Aim
Lay out every line of all the rows below as a numbered list, skipping blank lines. Leave the pictures out.

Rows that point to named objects
= = = = =

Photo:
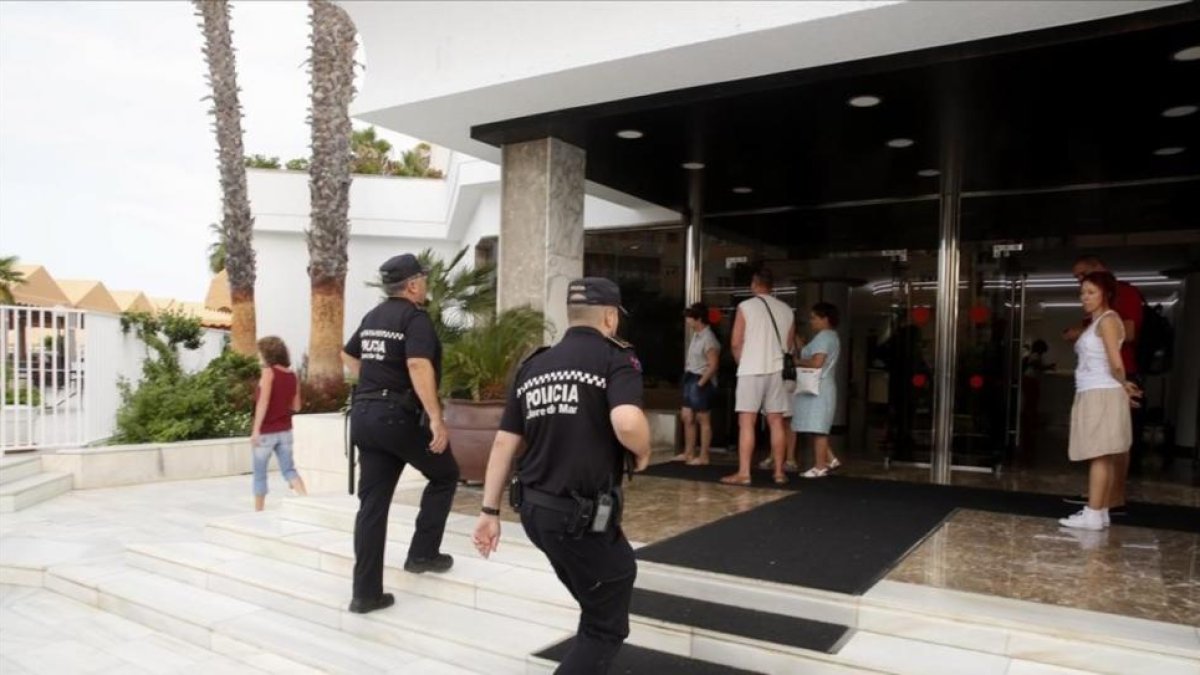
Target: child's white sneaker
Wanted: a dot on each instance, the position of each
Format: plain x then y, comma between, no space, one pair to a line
1086,519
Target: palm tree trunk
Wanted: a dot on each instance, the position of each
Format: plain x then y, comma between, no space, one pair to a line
238,223
329,184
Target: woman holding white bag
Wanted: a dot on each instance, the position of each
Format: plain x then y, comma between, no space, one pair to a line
816,388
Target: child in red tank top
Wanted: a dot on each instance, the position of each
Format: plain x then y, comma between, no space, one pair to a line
277,398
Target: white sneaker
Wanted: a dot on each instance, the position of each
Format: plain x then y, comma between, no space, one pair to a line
1086,519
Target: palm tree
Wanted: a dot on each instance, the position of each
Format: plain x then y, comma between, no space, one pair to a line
238,223
329,186
9,278
216,250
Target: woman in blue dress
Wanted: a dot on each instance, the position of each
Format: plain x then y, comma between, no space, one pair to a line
814,413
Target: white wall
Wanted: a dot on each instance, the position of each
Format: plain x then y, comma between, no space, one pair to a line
282,292
463,46
388,216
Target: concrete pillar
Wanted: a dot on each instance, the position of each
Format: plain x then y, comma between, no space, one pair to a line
1187,363
541,227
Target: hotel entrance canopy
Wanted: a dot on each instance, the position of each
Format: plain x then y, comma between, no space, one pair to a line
1086,127
765,82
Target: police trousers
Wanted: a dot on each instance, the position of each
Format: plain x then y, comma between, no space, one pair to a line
388,438
599,571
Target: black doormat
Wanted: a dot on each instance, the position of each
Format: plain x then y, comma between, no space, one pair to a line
1139,514
844,535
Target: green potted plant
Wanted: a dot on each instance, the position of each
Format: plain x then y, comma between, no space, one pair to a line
478,368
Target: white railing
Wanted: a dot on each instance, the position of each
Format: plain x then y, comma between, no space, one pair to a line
60,370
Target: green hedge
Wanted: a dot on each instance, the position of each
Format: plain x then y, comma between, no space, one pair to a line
169,405
22,396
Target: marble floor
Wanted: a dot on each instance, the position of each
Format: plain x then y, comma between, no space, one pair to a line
1071,479
1127,571
1145,574
45,632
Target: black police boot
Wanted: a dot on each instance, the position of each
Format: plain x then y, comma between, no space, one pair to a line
441,562
363,605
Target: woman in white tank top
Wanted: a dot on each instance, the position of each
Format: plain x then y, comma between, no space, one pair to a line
1101,426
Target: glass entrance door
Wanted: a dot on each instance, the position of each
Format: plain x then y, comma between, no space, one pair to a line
989,389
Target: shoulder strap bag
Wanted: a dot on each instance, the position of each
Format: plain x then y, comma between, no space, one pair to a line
789,363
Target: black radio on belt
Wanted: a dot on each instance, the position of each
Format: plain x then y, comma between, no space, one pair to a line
516,493
605,508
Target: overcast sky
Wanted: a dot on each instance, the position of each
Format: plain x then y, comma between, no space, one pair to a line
107,157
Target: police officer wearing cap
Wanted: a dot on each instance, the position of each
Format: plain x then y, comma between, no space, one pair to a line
575,417
396,420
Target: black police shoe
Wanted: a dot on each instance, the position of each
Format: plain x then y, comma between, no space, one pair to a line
441,562
363,605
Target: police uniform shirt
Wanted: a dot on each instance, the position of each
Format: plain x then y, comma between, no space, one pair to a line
561,404
389,335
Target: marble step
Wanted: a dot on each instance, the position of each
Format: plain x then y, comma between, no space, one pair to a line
34,489
532,596
339,512
1024,632
228,626
640,659
17,467
431,627
49,632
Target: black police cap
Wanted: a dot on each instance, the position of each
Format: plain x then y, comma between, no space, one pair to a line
400,268
594,291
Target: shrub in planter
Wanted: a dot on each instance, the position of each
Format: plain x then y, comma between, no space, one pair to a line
477,369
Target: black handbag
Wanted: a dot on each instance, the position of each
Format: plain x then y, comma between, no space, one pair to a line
789,362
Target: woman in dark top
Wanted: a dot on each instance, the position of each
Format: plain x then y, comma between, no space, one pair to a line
276,400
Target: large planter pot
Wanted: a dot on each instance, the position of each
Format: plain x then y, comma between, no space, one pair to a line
472,429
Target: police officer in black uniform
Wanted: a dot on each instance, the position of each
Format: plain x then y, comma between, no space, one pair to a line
575,408
396,420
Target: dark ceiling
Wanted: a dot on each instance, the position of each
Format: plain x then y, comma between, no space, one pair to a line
1060,107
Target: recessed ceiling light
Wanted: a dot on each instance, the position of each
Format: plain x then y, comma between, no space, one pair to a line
1180,112
1189,54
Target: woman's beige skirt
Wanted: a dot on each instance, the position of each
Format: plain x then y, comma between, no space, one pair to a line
1099,424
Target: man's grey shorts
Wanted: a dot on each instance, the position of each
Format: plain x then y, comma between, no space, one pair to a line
762,393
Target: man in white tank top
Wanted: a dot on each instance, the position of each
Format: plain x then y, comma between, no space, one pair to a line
761,329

= = = = =

Response for this exercise
1. Photo:
2. Target: child's white sneaker
3. Wanted: a dot on each instance, the position of each
4. Format: plain x then y, comma between, no space, one pair to a line
5. 1086,519
6. Target: palm tree trunk
7. Wanted: a dot on each instance, the position of each
8. Format: plain x then y, comma between, no space, one pair to a line
9. 238,223
10. 329,184
11. Target: woman holding white bag
12. Wanted: a dot on each instance, the position of each
13. Format: plain x then y, comma between, no space, one pair to a line
14. 816,388
15. Target: child in red tank top
16. Wanted: a dot on each instance, the position of each
17. Format: plain x then y, comma between, no space, one pair to a line
18. 277,398
19. Target: white sneaker
20. Wanted: a dot on each instance, the position of each
21. Format: plain x then y, comma between, no space, one pair to a line
22. 1086,519
23. Target: palm tree
24. Wanted: a dot on each instance, the position of each
25. Format: plain x then y, comma between, no space, one pair to a line
26. 238,223
27. 329,186
28. 9,278
29. 216,250
30. Target: woman in blue dress
31. Wanted: a dot on each instance, the position of each
32. Format: plain x then y, comma between, no space, one pair to a line
33. 814,413
34. Target: white wall
35. Wanted: a dot on each instance, the position of each
36. Format: plain x then y, comma between, no space, one pair to a line
37. 282,292
38. 463,46
39. 388,216
40. Target: concrete pillar
41. Wanted: a dot on each instance, the position of each
42. Format: plain x then y, comma between, no space, one pair to a line
43. 1187,363
44. 541,227
45. Target: hotel entrance canopy
46. Wanted: a dot on each instance, the position of each
47. Format: plain x then y, comma between, no space, one pair to a line
48. 1086,127
49. 765,82
50. Target: police trousers
51. Wanted: a dot on each instance, the position of each
52. Format: plain x then y, comma between, no space, one pair to a line
53. 388,438
54. 599,571
55. Target: black doormat
56. Wanted: a dot on each instance, the position of each
57. Format: plain x then y, comma between, no space, one pair to a line
58. 1139,514
59. 844,535
60. Target: green potted plant
61. Wanted: a dot on each instance, the position of each
62. Format: plain x then y, comma between, no space, one pair to a line
63. 478,368
64. Target: white railing
65. Wanted: a dot on each instance, the position of each
66. Format: plain x then y, comma between, no space, one pair to a line
67. 60,370
68. Target: green hedge
69. Wanted: a dot on each instance, the position of each
70. Format: plain x then y, comma between, no space, one pair to a line
71. 169,405
72. 22,396
73. Target: marble floor
74. Wanted: a dot on each instance, the position of each
75. Format: plain x then y, comma between, no space, one pair to a line
76. 1071,479
77. 1127,571
78. 1145,574
79. 45,632
80. Target: black police boot
81. Wanted: a dot on each instance, the position of each
82. Format: plain x then y, comma between, no space, one pair to a line
83. 441,562
84. 363,605
85. Target: woman in white tank top
86. Wanted: a dot on each instance, the position of each
87. Format: plain x then y, comma between, no space, one pair to a line
88. 1101,426
89. Target: glass entrance door
90. Wanted: a dot on each instance, the position of each
91. Format: plain x then y, comma between, no space, one pair to a line
92. 989,389
93. Target: shoulder strap bag
94. Wanted: a dot on each instance, the position of each
95. Format: plain x then y, comma between, no space, one pair to a line
96. 789,363
97. Target: black radio on belt
98. Wanted: a dot on each instance, the position of each
99. Format: plain x then y, comma between, no space, one pair to a line
100. 516,493
101. 605,508
102. Target: overcast sky
103. Wanted: a dot on each instance, the position of each
104. Format: plain x then y, comma between, no space, one pair to a line
105. 107,157
106. Target: police officer wearing cap
107. Wanted: a dot on each instance, the position of each
108. Format: plain x then y, comma between, no space, one pair to a line
109. 575,417
110. 396,420
111. Target: black police shoe
112. Wanted: a dot on each instance, the position of each
113. Format: plain x then y, comma between, no space, one pair to a line
114. 441,562
115. 363,605
116. Target: police uniform shirt
117. Wanted: a dot on each instance, the position of each
118. Format: plain x then y, comma between, no space, one pair to a line
119. 561,404
120. 389,335
121. Target: marble step
122. Wanted: a dot on each instance, the position of each
123. Format: plain x then y, comma between, no space, one pair to a line
124. 34,489
125. 532,596
126. 339,512
127. 1024,632
128. 228,626
129. 640,659
130. 17,467
131. 431,627
132. 49,632
133. Target: black police cap
134. Wanted: a dot on each instance, the position of each
135. Format: plain x then y, comma between, no space, one pair to a line
136. 400,268
137. 594,291
138. Target: shrub in planter
139. Wanted: a dot on each instance, the position of each
140. Format: plain x then y, comma between, no space, one pair to a line
141. 477,369
142. Target: black handbag
143. Wanted: a dot on each instance, the position of each
144. Format: plain x then y, comma between, no space, one pair to a line
145. 789,362
146. Target: woman in dark top
147. Wanted: a dot on each instance, the position of each
148. Format: plain x then y, comma between, no space, one pair to a line
149. 276,400
150. Target: large planter pot
151. Wanted: a dot on each instance, the position of each
152. Format: plain x then y, comma between, no space, one pair to a line
153. 472,429
154. Target: police officer in black uniform
155. Wanted: a dot on each instance, the position of each
156. Format: plain x then y, comma between, no space, one pair to a line
157. 575,408
158. 396,420
159. Target: dark ceiling
160. Wanted: a dot on each instance, the position of each
161. Format: plain x then y, comma between, no space, one pair to a line
162. 1060,107
163. Target: recessed ceiling light
164. Wanted: a dot on each instance, the position of each
165. Format: plain x then y, comma between, no space, one pair to a line
166. 1180,112
167. 1189,54
168. Target: woman's beige skirt
169. Wanted: a dot on each instance, the position of each
170. Format: plain x then y, comma between, no space, one pair to a line
171. 1099,424
172. Target: man's grey shorts
173. Wanted: a dot on each instance, the position of each
174. Format: plain x then y, comma between, no space, one pair to a line
175. 762,393
176. Target: man in white tank top
177. Wanted: a dot on each instance, the position of each
178. Format: plain x then y, comma between, no space, one pair to a line
179. 761,329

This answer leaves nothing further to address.